====== Passage ======

Bottle conditioned harvest ale, 7% abv, in 500 ml bottles, crown capped.
Release date 17 September.


Brewed on: 10.6.2015 Bottled: August and September 2015.

I had been meaning to brew a harvest ale for a while and should have done it in the spring of 2015 so that it had a good long time to mature before release in the early autumn. But it didn't happen. Then two things coincided: David Holliday (Norfolk Brewhouse) set up the Maris Otter 50 Festival to celebrate the 50th anniversary of the lengendry Maris Otter barley variety and he invited me to create a beer especially for it. Then David Whiteley of the BBC contacted me saying that he would like to make a film for his Inside Out show about the Poppyland Brewery and maybe he could film me making a beer. There was also a third factor which came about courtesy of Steve Croscicki, formerly of the Front Street Brewery at Binham (now at St Andrews Brew House, Norwich). He brought a team of yeast scientists from the National Collection of Yeast Cultures (NCYC) to my brewery to show them the brewers' end of the yeast story and I struck up a relationship with them.

====== Extracted records ======

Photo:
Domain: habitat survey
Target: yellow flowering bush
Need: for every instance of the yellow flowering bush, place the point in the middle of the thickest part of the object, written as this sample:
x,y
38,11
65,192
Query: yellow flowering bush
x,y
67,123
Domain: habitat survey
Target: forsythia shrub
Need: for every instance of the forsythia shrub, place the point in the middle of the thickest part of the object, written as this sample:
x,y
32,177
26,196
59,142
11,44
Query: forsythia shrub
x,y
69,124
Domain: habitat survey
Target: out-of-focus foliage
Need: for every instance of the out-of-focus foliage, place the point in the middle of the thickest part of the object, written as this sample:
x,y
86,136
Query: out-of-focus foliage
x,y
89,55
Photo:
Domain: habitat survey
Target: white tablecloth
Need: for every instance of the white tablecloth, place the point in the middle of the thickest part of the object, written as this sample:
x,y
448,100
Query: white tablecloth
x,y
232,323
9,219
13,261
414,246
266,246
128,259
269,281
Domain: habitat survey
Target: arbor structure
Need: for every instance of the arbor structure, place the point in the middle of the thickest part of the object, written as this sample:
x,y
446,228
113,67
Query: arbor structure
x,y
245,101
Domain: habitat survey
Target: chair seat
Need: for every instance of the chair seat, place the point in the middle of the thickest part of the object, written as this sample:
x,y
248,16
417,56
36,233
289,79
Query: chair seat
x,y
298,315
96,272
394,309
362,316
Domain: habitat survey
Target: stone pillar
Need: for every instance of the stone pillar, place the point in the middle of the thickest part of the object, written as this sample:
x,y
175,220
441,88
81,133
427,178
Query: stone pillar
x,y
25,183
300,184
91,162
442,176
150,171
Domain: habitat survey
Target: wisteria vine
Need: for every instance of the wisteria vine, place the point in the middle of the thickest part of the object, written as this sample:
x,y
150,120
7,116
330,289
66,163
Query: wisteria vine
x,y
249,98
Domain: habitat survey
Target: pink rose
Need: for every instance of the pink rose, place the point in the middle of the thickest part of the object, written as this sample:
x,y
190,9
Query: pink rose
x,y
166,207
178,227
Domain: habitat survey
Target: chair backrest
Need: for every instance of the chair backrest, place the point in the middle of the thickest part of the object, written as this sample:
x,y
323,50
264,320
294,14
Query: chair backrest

======

Copy the passage about the harvest ale between "Bottle conditioned harvest" and "and September 2015.", inclusive, swapping "harvest ale" for "autumn ale".

◆ Written response ◆
Bottle conditioned autumn ale, 7% abv, in 500 ml bottles, crown capped.
Release date 17 September.


Brewed on: 10.6.2015 Bottled: August and September 2015.